━━ Passage shown

# Trolling motor for my kayak



## kayaklover (Apr 15, 2014)

I have heard a lot about trolling motors and planning to install one on my kayak. I just know of one site http://www.islandhopperoutboards.com/kayak-trolling-motors.html. Can anyone give me reviews for this site or suggest some other site for trollign motors.


----------



## 16983 (Sep 12, 2011)

If he doesn't pipe in, PM MichaelG on the forum, that's the motor he has.


----------



## ragsfisher (Oct 7, 2012)

BassYaks Motor Kits - Malibu Kayaks at Kayak Fishing Supplies
this is where i bought mine. love it. not just malibu but has listing most yaks


----------



## LiLBlue (Sep 4, 2013)

Do your own kit and save $$$. It's not hard at all. I just did both of my kayaks

Sent from my Note 3.


----------



## Katartizo (Dec 10, 2013)

LiLBlue said:


> Do your own kit and save $$$. It's not hard at all. I just did both of my kayaks
> 
> Sent from my Note 3.


I'd like to see what you have done! I'm thinking about adding trolling capabilities to my Mariner.
Thanks
Joe


----------



## LiLBlue (Sep 4, 2013)

Sent from my Note 3.


----------



## Katartizo (Dec 10, 2013)

Very ingenious! Good job. I will have to do a little different. I have a rudder. I can put the motor on fixed in one position and just need to be able to control speed and forward/backward.
Thanks for the picture LiL!
Joe


----------



## NoMoSurf (Oct 2, 2007)

Keep in mind that once you add a motor, your kayak becomes a "motorized vessel" and will need a registration sticker.


----------

━━━━
━━ Material shown

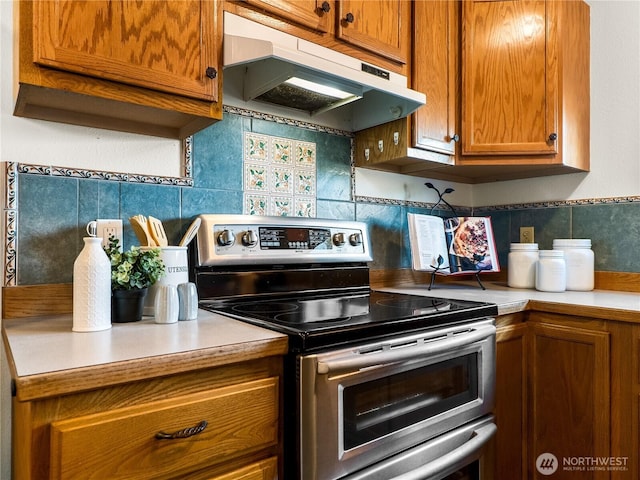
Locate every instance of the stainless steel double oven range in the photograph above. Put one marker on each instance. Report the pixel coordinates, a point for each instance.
(377, 385)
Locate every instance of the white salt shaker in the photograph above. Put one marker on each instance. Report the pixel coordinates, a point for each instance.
(166, 305)
(188, 300)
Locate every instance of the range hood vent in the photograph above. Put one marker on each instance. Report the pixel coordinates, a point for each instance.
(278, 69)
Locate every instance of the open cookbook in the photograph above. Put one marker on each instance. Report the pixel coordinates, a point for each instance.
(452, 246)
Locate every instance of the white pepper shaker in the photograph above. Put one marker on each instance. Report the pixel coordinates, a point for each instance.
(166, 305)
(188, 301)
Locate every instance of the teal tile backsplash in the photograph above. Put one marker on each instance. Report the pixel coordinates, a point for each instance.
(53, 210)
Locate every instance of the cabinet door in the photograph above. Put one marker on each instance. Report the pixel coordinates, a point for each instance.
(570, 394)
(379, 27)
(315, 14)
(158, 44)
(435, 73)
(511, 401)
(509, 68)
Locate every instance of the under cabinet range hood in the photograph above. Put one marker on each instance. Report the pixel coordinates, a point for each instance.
(264, 65)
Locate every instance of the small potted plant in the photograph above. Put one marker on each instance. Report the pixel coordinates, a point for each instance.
(132, 272)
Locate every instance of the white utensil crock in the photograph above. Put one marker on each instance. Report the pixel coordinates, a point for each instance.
(176, 272)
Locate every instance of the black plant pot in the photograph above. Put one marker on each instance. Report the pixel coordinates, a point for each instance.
(127, 305)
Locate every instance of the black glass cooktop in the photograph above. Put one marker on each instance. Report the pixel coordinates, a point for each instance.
(316, 321)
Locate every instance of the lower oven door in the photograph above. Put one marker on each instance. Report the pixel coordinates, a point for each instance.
(460, 454)
(362, 404)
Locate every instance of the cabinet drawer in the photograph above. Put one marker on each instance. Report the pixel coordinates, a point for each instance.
(264, 470)
(122, 443)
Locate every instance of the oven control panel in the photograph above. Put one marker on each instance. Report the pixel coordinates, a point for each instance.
(248, 239)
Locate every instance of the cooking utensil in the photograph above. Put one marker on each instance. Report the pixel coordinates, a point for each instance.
(157, 231)
(190, 233)
(139, 225)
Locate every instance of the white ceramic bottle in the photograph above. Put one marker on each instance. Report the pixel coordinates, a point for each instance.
(92, 288)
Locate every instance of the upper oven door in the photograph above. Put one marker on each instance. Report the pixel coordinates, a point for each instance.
(362, 404)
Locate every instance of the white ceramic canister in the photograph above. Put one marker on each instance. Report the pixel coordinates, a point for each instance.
(521, 271)
(579, 260)
(91, 288)
(176, 272)
(551, 271)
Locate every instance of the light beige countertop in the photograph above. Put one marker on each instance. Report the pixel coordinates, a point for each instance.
(605, 304)
(44, 350)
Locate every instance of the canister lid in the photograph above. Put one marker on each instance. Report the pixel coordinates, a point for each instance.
(524, 246)
(572, 243)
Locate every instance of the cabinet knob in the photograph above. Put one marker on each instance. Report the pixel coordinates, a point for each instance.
(211, 72)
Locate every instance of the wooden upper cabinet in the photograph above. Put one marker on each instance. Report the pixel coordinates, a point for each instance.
(435, 61)
(510, 78)
(156, 44)
(149, 67)
(314, 14)
(379, 26)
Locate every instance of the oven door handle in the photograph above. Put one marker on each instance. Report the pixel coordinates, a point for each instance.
(359, 360)
(454, 460)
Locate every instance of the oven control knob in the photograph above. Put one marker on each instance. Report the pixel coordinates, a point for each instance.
(250, 238)
(226, 238)
(338, 239)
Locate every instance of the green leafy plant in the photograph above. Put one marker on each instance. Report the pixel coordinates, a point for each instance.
(134, 268)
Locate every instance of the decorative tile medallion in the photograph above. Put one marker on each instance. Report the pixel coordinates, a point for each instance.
(256, 147)
(256, 204)
(279, 176)
(256, 177)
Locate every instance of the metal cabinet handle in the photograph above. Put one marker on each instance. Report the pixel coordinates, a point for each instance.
(184, 433)
(211, 72)
(460, 456)
(358, 361)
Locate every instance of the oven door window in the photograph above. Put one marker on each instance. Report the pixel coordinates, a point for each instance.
(379, 407)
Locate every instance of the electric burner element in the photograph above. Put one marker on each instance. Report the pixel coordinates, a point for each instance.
(308, 278)
(321, 320)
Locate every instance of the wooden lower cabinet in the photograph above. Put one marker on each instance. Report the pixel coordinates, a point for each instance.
(567, 386)
(570, 409)
(218, 424)
(511, 397)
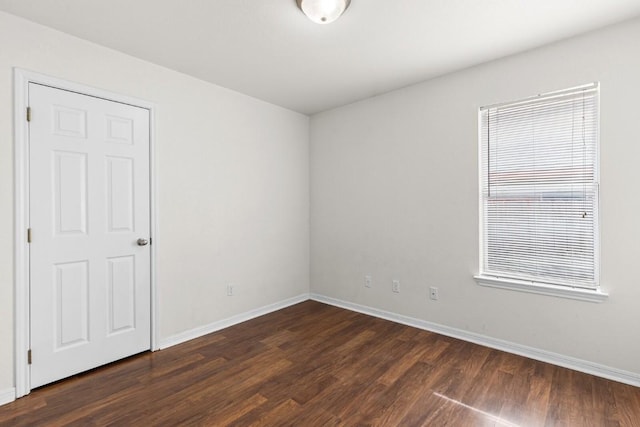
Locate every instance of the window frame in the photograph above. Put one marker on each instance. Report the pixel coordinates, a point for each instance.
(559, 289)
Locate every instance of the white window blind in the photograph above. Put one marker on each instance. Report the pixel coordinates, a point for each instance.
(539, 185)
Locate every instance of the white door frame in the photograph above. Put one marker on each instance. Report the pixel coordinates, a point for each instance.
(22, 78)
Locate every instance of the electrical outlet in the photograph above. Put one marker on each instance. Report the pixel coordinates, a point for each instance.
(367, 281)
(395, 286)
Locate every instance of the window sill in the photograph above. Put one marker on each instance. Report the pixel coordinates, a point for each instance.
(595, 295)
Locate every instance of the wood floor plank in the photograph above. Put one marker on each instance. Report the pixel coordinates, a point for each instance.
(317, 365)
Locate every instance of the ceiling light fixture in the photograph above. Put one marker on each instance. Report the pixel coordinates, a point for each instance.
(323, 11)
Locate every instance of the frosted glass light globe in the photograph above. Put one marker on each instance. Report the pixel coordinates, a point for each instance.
(323, 11)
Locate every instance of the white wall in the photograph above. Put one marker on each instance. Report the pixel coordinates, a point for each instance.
(394, 194)
(233, 183)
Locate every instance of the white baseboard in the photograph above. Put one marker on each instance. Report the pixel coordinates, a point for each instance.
(230, 321)
(580, 365)
(7, 396)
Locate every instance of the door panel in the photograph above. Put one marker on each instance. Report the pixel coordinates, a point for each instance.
(89, 204)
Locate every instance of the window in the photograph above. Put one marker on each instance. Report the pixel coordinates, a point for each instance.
(539, 190)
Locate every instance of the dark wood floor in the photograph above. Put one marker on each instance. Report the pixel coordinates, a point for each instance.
(317, 365)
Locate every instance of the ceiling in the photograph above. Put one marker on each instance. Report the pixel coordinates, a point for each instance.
(269, 50)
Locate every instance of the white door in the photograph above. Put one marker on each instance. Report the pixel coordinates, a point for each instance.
(90, 288)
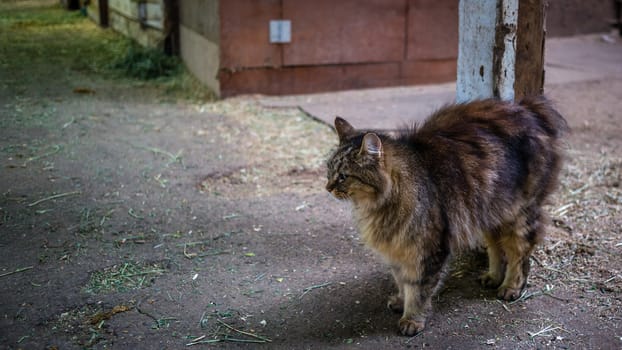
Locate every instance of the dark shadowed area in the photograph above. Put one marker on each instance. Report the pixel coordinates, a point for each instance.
(143, 215)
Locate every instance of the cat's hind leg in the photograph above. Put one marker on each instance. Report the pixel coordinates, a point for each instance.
(496, 260)
(396, 301)
(517, 247)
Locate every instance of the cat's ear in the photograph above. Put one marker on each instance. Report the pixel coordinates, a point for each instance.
(371, 145)
(344, 129)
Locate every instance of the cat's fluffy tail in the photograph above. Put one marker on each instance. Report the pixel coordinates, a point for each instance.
(551, 120)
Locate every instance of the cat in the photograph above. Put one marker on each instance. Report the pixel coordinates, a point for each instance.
(473, 174)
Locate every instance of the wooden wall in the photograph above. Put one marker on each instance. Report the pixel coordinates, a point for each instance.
(336, 45)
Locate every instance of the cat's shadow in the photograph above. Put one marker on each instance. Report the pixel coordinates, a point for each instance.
(356, 307)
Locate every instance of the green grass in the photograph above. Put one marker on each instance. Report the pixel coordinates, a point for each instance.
(52, 44)
(123, 277)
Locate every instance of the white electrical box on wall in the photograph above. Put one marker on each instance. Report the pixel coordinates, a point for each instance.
(280, 31)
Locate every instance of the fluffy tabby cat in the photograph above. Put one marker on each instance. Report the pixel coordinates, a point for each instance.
(472, 174)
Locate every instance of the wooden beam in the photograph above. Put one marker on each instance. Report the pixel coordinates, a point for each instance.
(501, 49)
(530, 49)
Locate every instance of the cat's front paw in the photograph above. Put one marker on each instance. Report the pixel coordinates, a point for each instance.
(395, 303)
(489, 281)
(509, 294)
(410, 327)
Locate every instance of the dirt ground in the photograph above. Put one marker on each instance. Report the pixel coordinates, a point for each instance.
(134, 216)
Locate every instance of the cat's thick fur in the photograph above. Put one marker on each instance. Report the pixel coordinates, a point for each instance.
(472, 174)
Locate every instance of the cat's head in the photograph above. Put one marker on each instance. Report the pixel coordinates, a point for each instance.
(356, 168)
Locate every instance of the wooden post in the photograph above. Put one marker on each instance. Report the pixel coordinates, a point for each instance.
(501, 49)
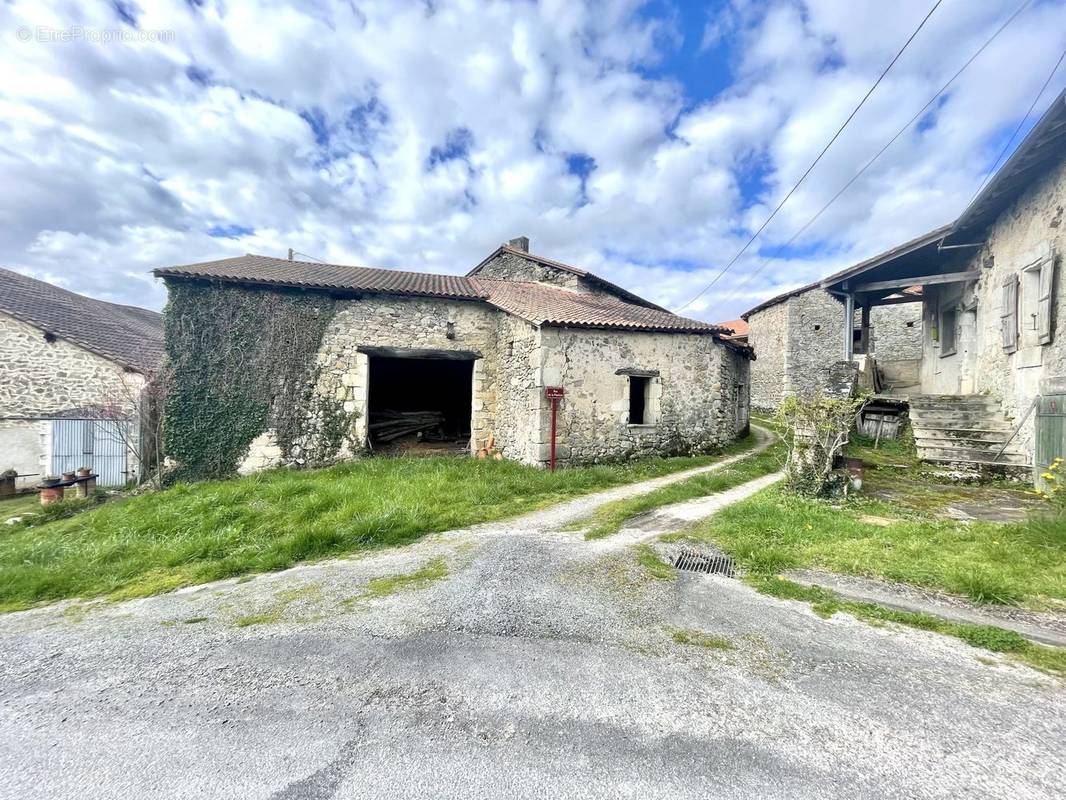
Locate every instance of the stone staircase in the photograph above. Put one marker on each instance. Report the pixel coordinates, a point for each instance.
(966, 430)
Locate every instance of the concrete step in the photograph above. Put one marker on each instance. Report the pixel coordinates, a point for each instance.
(981, 408)
(966, 443)
(985, 468)
(960, 434)
(975, 456)
(994, 429)
(954, 400)
(955, 419)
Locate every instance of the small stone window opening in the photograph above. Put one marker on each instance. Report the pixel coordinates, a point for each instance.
(948, 330)
(639, 389)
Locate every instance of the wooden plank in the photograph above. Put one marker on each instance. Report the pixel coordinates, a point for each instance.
(903, 283)
(455, 355)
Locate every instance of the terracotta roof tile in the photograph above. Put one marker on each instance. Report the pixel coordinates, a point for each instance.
(128, 335)
(536, 303)
(551, 305)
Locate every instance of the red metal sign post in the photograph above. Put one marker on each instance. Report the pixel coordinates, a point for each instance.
(554, 394)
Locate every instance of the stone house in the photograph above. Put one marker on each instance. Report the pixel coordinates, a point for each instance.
(474, 352)
(991, 384)
(74, 371)
(797, 337)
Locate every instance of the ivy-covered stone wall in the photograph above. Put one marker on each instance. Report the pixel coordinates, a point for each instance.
(244, 362)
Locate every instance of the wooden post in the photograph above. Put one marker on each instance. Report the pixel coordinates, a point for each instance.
(849, 326)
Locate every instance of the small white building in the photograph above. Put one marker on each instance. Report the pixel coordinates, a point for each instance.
(73, 370)
(991, 386)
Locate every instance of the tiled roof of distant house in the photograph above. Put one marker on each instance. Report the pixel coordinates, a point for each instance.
(127, 335)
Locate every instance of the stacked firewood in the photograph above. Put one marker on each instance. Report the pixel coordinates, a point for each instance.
(386, 426)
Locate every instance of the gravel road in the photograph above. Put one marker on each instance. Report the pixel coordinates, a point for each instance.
(540, 666)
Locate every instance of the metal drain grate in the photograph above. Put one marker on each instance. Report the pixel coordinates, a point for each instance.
(695, 561)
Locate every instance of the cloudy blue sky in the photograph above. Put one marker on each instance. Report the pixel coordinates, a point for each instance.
(644, 141)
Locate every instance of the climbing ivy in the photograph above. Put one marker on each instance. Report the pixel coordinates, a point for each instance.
(243, 361)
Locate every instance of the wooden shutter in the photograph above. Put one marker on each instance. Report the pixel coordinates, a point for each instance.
(1008, 314)
(1044, 300)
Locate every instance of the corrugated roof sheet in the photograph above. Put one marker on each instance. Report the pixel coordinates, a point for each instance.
(252, 269)
(537, 303)
(128, 335)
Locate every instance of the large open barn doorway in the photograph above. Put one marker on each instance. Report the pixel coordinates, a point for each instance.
(420, 403)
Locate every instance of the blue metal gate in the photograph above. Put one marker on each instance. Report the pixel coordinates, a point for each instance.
(100, 444)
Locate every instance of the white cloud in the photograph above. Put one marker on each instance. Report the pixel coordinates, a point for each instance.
(420, 136)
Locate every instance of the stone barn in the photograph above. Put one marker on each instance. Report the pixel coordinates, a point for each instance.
(283, 362)
(73, 372)
(797, 336)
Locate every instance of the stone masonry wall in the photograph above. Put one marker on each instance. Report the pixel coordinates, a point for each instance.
(816, 340)
(768, 335)
(42, 378)
(692, 401)
(396, 322)
(797, 340)
(981, 365)
(897, 332)
(517, 402)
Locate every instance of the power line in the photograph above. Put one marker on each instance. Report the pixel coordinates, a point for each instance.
(814, 162)
(879, 153)
(1016, 130)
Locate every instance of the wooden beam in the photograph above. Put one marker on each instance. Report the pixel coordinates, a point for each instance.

━━━━

● Request:
In the kayak trolling motor thread, what does a kayak become once a motor is added, and what will it then need?

● Right answer:
It becomes a "motorized vessel" and will need a registration sticker.